Given task -> From the material below, select and copy out every line that contains the string "photo". Letter case matters.

Some material
•••••
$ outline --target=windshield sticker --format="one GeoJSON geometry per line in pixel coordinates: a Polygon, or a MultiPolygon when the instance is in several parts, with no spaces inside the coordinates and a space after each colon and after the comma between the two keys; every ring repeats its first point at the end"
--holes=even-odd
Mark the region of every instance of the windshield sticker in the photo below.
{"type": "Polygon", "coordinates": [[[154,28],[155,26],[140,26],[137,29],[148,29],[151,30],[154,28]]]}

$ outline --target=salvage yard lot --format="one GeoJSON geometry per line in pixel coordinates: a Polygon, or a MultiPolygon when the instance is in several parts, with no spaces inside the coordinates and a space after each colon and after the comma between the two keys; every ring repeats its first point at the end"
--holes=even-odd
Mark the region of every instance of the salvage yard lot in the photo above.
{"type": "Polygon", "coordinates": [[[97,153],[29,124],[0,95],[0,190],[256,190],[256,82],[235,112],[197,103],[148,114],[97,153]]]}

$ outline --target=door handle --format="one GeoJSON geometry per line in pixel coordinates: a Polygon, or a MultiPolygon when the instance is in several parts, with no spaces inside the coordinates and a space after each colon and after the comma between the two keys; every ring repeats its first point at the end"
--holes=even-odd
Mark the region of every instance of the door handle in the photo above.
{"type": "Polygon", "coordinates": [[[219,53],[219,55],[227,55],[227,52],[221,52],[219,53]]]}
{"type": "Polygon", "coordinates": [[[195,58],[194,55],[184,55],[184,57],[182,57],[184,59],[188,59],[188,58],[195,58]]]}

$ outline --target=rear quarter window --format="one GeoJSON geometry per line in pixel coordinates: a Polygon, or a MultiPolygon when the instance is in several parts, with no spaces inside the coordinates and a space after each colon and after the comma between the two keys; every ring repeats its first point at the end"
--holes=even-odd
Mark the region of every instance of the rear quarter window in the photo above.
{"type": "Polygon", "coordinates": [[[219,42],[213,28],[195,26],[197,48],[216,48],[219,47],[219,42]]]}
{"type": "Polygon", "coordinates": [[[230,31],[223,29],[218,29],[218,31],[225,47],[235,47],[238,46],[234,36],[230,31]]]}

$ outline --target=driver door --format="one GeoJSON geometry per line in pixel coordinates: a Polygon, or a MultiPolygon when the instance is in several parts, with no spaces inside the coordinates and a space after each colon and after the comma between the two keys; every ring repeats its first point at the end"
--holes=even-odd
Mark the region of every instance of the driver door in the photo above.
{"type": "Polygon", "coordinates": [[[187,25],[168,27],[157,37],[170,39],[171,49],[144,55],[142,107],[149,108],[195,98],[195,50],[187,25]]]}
•••••
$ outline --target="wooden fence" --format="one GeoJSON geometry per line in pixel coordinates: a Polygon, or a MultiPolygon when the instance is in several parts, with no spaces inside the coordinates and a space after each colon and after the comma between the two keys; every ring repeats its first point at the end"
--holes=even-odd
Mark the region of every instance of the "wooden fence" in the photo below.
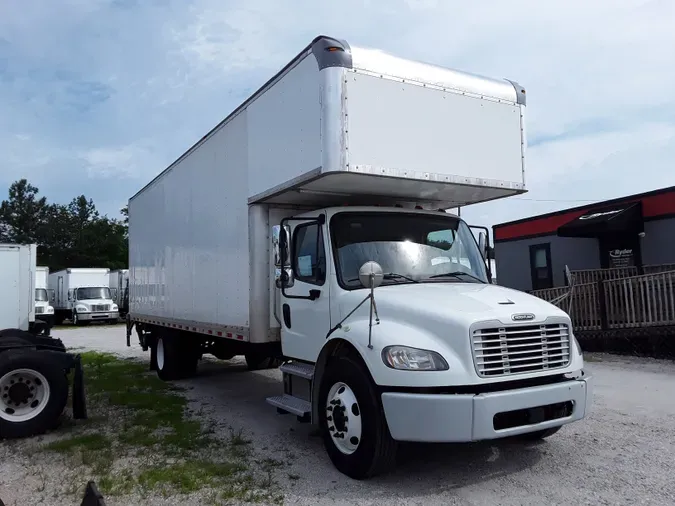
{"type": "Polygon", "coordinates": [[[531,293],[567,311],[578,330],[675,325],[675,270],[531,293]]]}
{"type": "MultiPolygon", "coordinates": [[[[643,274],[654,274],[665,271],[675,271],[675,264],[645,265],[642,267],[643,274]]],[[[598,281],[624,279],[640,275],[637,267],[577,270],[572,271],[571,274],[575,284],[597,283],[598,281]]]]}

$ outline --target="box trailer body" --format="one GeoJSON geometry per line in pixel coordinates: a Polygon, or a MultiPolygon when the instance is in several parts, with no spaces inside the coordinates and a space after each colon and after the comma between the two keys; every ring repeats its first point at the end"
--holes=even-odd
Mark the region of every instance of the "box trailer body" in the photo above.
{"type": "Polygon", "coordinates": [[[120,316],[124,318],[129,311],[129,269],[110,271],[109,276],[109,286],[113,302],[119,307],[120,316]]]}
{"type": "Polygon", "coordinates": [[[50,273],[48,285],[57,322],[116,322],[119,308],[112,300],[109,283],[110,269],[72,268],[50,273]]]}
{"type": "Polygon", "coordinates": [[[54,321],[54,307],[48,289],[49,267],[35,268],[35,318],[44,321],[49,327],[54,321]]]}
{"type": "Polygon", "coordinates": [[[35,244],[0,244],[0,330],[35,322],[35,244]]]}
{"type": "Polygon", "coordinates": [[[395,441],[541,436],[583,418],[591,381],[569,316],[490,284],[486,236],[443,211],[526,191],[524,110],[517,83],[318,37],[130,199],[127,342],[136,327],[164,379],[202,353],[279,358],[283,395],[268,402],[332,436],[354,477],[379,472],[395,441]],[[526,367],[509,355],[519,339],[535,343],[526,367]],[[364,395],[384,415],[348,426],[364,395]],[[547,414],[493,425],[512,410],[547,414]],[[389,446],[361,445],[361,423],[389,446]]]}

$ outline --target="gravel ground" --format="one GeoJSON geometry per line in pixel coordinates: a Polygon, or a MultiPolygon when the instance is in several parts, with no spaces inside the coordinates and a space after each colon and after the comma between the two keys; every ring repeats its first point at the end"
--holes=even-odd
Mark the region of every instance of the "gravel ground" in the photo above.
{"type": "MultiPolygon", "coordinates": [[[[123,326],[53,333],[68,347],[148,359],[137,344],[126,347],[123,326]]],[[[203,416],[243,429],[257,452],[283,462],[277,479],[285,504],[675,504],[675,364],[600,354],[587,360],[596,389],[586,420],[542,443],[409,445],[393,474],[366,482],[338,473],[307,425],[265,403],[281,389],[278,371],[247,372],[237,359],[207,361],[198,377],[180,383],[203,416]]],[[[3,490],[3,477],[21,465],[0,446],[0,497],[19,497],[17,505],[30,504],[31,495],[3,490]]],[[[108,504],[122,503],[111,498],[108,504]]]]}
•••••
The result ->
Mark the region of every instance of the windshield sticker in the photo below.
Mark the region of every instance of the salvage yard lot in the photo above.
Mark the region of every instance of the door handle in the photo above.
Mark the region of every instance of the rear quarter window in the photo above.
Mark the region of every instance of the driver door in the photo above.
Mark the region of every instance of the "wooden fence" in the photo below.
Mark the region of every instance of the "box trailer body" in the photo above.
Mark the region of every instance of the "gravel ground" in the photo above.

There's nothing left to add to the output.